**** The input

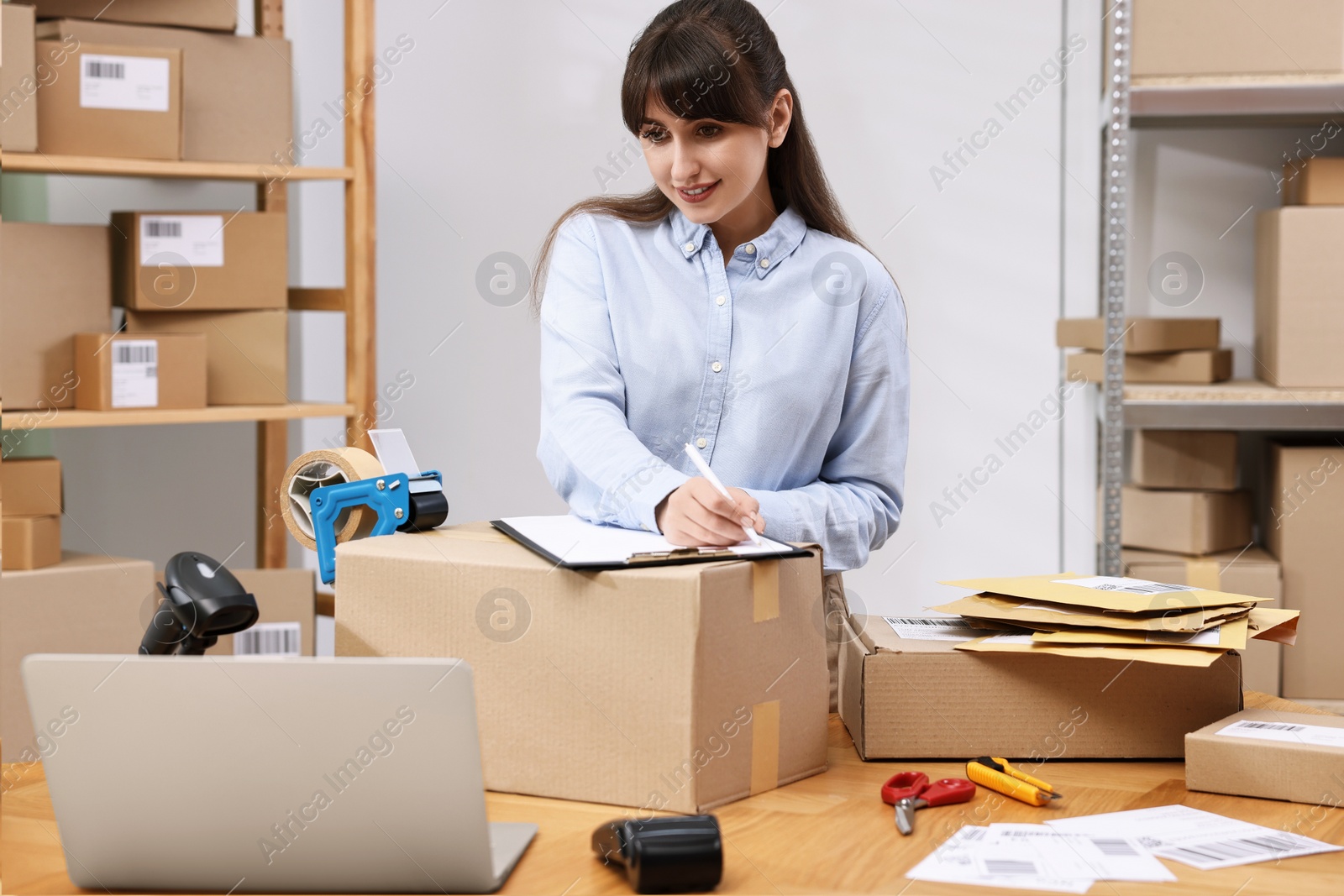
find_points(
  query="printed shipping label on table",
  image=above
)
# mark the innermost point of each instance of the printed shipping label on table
(124, 82)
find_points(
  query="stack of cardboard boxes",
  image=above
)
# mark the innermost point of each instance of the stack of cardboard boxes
(1186, 521)
(206, 293)
(1158, 349)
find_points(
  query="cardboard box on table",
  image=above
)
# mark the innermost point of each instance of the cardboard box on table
(111, 100)
(1299, 313)
(199, 261)
(911, 699)
(1303, 531)
(18, 80)
(1183, 459)
(246, 352)
(1280, 755)
(1252, 571)
(674, 687)
(212, 15)
(31, 486)
(1236, 36)
(57, 282)
(94, 604)
(237, 92)
(1184, 521)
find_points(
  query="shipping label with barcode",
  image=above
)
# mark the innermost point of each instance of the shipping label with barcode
(139, 83)
(134, 372)
(199, 239)
(933, 627)
(270, 638)
(1285, 732)
(1126, 584)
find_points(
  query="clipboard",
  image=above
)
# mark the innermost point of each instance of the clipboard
(548, 537)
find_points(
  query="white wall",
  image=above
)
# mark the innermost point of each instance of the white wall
(497, 118)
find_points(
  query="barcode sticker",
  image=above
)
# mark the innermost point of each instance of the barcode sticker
(1285, 732)
(134, 372)
(1126, 584)
(933, 627)
(198, 239)
(270, 638)
(139, 83)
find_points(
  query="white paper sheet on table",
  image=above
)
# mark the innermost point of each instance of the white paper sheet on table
(1200, 839)
(575, 540)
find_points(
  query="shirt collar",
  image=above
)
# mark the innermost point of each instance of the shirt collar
(769, 249)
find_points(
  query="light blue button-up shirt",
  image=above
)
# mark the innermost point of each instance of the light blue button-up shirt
(788, 369)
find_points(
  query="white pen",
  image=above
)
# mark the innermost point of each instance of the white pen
(694, 453)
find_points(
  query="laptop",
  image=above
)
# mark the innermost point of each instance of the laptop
(280, 774)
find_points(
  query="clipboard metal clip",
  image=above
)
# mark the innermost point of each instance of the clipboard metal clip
(662, 557)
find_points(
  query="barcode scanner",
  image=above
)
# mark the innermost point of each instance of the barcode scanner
(201, 600)
(674, 855)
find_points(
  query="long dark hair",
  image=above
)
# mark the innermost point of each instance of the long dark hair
(714, 60)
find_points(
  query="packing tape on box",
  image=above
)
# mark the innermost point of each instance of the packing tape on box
(1203, 574)
(765, 746)
(313, 470)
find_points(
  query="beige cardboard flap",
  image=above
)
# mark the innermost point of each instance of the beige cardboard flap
(1055, 589)
(765, 746)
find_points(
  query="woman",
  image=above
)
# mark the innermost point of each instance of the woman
(730, 307)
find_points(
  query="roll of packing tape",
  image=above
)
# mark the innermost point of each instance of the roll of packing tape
(316, 469)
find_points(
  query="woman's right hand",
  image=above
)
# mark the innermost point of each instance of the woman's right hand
(696, 515)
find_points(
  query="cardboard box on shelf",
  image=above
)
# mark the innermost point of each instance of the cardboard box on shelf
(672, 687)
(111, 100)
(30, 486)
(1299, 317)
(1183, 459)
(210, 15)
(1252, 571)
(246, 352)
(30, 542)
(1314, 181)
(55, 284)
(124, 371)
(1173, 367)
(199, 261)
(1184, 521)
(1142, 335)
(237, 90)
(1269, 754)
(286, 625)
(1247, 36)
(1019, 707)
(87, 604)
(18, 80)
(1307, 515)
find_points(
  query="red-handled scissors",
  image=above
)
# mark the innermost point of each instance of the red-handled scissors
(911, 790)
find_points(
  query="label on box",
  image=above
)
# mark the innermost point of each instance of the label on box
(1285, 731)
(1126, 584)
(134, 372)
(270, 638)
(139, 83)
(198, 239)
(933, 627)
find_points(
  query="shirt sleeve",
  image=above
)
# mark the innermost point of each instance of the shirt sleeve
(855, 504)
(588, 450)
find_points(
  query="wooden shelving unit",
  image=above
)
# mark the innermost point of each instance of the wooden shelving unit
(355, 298)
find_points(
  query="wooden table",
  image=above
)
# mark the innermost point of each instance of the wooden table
(828, 833)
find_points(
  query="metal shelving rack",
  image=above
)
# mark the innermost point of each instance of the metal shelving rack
(355, 298)
(1243, 101)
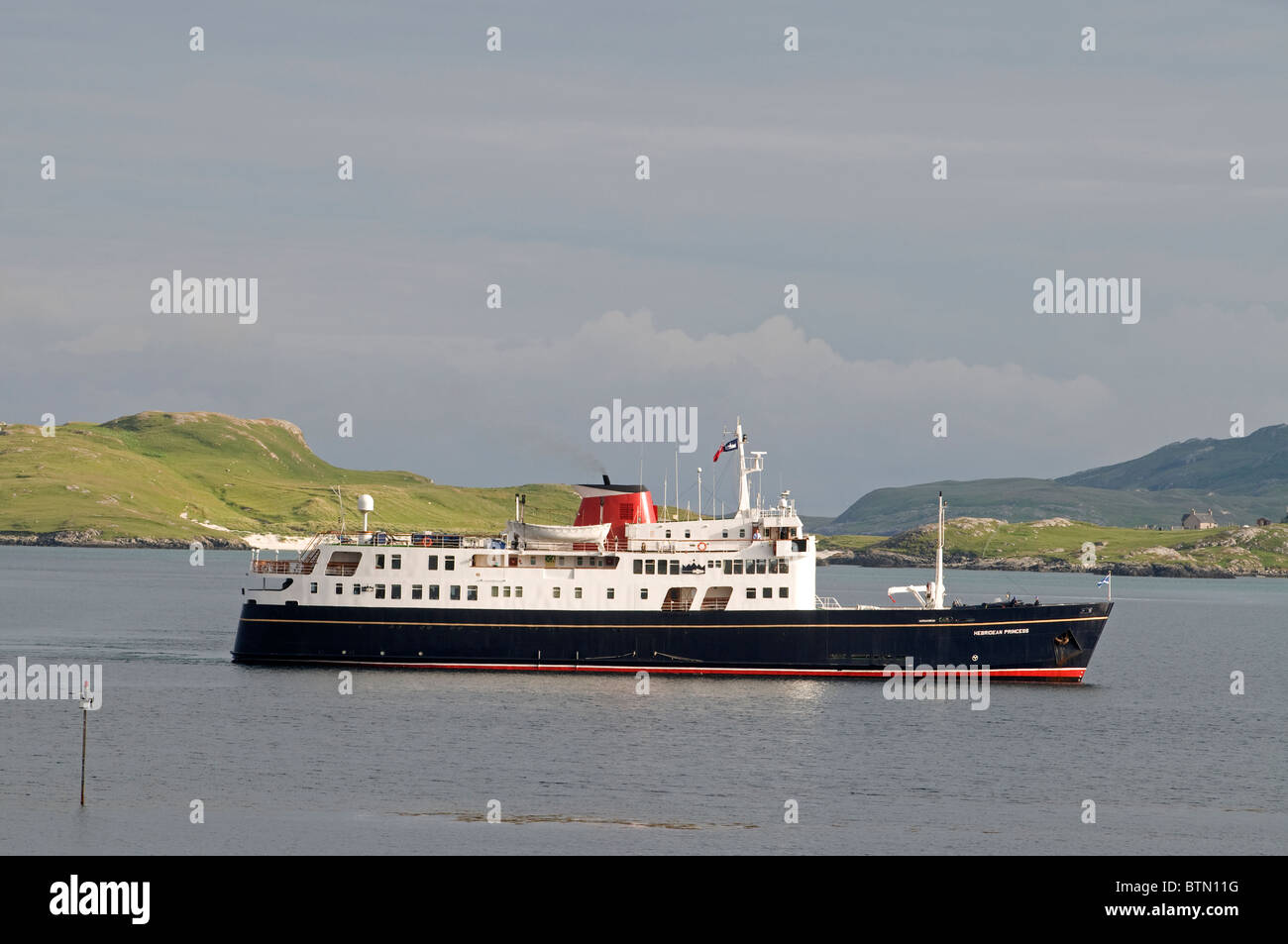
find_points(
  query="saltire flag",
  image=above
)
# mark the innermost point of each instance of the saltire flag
(728, 447)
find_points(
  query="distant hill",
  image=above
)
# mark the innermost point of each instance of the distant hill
(1256, 464)
(175, 476)
(1239, 479)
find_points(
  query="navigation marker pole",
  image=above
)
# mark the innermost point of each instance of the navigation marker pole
(85, 702)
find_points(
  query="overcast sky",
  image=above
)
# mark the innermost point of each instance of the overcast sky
(768, 167)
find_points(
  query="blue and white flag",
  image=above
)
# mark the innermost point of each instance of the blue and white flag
(728, 447)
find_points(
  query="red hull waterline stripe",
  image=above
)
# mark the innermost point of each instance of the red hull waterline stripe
(999, 674)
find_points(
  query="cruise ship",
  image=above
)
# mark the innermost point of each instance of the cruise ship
(619, 590)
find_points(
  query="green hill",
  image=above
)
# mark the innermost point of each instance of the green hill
(1063, 545)
(1239, 479)
(165, 476)
(1256, 464)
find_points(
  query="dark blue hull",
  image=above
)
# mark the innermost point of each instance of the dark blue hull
(1037, 643)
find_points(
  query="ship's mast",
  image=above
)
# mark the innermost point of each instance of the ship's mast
(939, 559)
(743, 492)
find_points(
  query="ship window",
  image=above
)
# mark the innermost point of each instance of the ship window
(716, 597)
(679, 597)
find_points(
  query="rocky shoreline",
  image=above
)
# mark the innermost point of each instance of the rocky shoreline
(89, 537)
(874, 557)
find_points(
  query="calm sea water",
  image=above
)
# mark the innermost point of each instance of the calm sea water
(410, 762)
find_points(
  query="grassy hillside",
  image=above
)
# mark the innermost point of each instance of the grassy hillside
(1256, 464)
(140, 475)
(1057, 544)
(890, 510)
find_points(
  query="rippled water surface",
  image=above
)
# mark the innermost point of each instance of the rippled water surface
(410, 762)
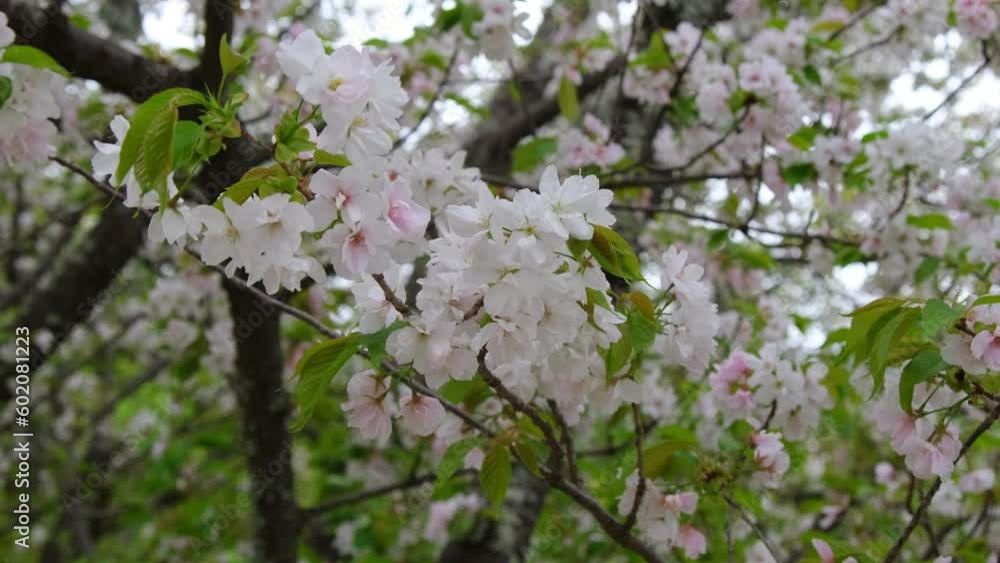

********

Which lines in the listing above contain the word "woman"? Pull out each of them and copy it unchanged.

  query="woman",
# mark the innermost point of each instance of the woman
  query="woman's right hand",
# mark the innermost point of each instance of the woman's right hand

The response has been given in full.